No nos interesa aquí analizar una vez más el texto de Nuestra América. Otros lo han hecho con solvencia y conocimiento. Lo que nos interesa es analizar los factores, gracias a los cuales Martí trasciende el insularismo de la lucha independista cubana en que está empeñado desde su adolescencia para denunciar los riesgos del localismo, resumido en la afirmación inicial de su ensayo: “Cree el aldeano vanidoso que el mundo entero es su aldea”, rechazo que le permite asumir desde temprana edad un universalismo enraizado en lo más profundo de la realidad americana.
Tres factores de su propia vida resultan claves para explicar esta feliz síntesis en una sola personalidad del luchador en el terreno con el visionario continental, del político en acción y el ensayista reflexivo, pero sobre todo para explicar esa apertura universalista que trasciende las “trincheras de piedra” del espíritu: 1) El periodismo que ejerce por apasionada convicción y por necesidad económica, donde aborda temas de toda índole; 2) La creación literaria, tanto poética como crítica, concebida en una dimensión cosmopolita y abierta; y 3) Finalmente, los destierros y residencias sucesivas en España, México (1875-1877), Guatemala, Venezuela (1881) y Estados Unidos (1880-1895) que le otorgan una cultura, una sensibilidad y una visión que rebasa las del “aldeano deslumbrado” al que tanto teme, para “injertar” el mundo en las repúblicas americanas.
Nuestro ensayo se centrará en estos tres aspectos vitales de su obra.
1) El periodismo, “trabajo de pan ganar”.
José Martí, como buena parte de los hombres públicos de su siglo, se vio forzado a ejercer el periodismo como “trabajo de pan ganar, para el que la honradez da fuerzas”, según confesaba. Estuvo dividido ambiguamente entre el amor y el rechazo por una profesión que le impedía profundizar en los temas, aunque le abría cotidianas perspectivas. “Amo el periódico como misión, y lo repelo como disturbio”, sostiene en una oportunidad, para exclamar en otra: “¡Qué mayor tormento que sentirse capaz de lo grandioso y vivir obligado a lo pueril!”.

Datos almacenados.
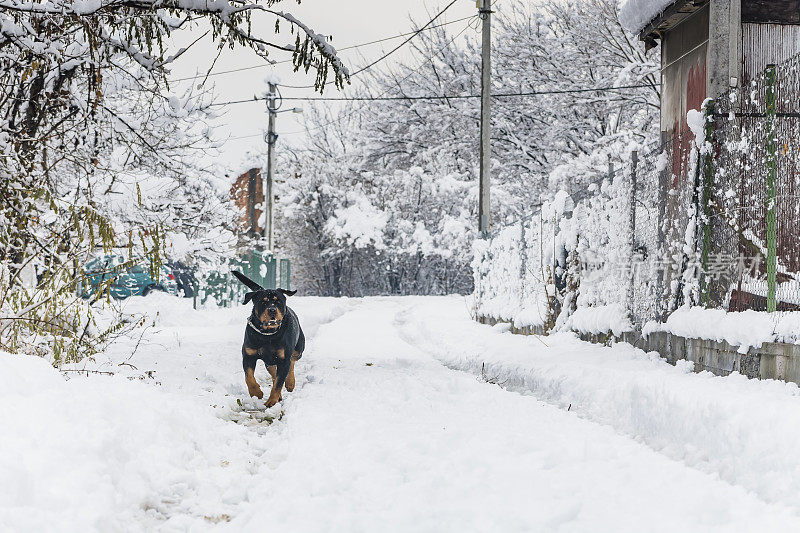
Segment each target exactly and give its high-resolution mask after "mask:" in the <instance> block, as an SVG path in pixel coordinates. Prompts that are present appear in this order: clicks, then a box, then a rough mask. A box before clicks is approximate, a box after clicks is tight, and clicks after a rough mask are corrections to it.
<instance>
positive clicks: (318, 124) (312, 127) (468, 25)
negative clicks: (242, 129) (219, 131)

Tareas.
A: Enumera los países de destierro y residencia de Martí que menciona el texto sobre José Martí.
B: Prosigue el texto sobre José Martí desde su última oración.

Respuestas.
A: España, México, Guatemala, Venezuela y Estados Unidos.

B:
En realidad, Martí adquiere desde muy joven un oficio que debía servirle, tanto para rellenar a último momento el hueco de una página, como para recortar con habilidad un texto demasiado largo, oficio y entusiasmo que lo conducen a proyectar y fundar revistas a lo largo de su vida, desde La Patria Libre cuando apenas tiene dieciséis años (en unión con su maestro Rafael María Mendive), la Revista Guatemalteca que debía ver la luz en abril de 1978 y para la cual prepara un auténtico manifiesto, la Revista Venezolana (1881)de la que se publican dos números y la famosa La Edad de Oro (1889), consagrada a los niños (“Para los niños trabajamos, porque los niños son los que saben querer, porque los niños son la esperanza del mundo”, afirma en el preámbulo) y donde la versatilidad del estilo martiano culmina. Esta sustitución de una literatura libresca por una periodística, “atenta a la vibración del instante”, resulta para Martí –según Fina García Marruz— “la nueva poesía moderna, la épica nueva y el taller formidable”
Más allá de la dispersión propia del género, sus artículos periodísticos sobre los temas más diversos forman un corpus textual unívoco, regido por una visión clara de la función del periodismo. “Hoy se necesita acercar más el periódico a la vida real, si se quiere hacer un diario bueno”, sostiene. Aunque Federico de Onís lamenta que la obra de Martí sea en buena parte “periodística y de ocasión”, Pedro Henríquez Ureña no ve “nada desdeñable” en ella, ya que “hasta en las meras notas informativas hay pensamiento original, calor de emoción, invención de estilo”, ya que —añade— “Martí levantaba hasta su propia altura todos los temas”. Son esas crónicas las que hacen en realidad su obra.
Aunque el periodismo lo acompaña toda la vida, como obligado modus vivendi, es durante su período neoyorquino —entre 1880 y 1895— donde en el ejercicio cotidiano del comentario o la noticia, plasma su visión latinoamericana. Resulta clave la experiencia que vive en la cobertura periodística para La Nación de Buenos Aires del Congreso Panamericano de Washington, entre 1889 y 1890, donde se hacen evidentes los caracteres más hirientes del naciente imperialismo de los Estados Unidos. Como ha destacado Camila Henríquez Ureña en un ensayo consagrado a “Martí, el periodista”, es en ese momento en que “vemos surgir el escritor de visión americana total, con un claro sentido del porvenir de América. Desde entonces será éste, en su obra, tema esencial”.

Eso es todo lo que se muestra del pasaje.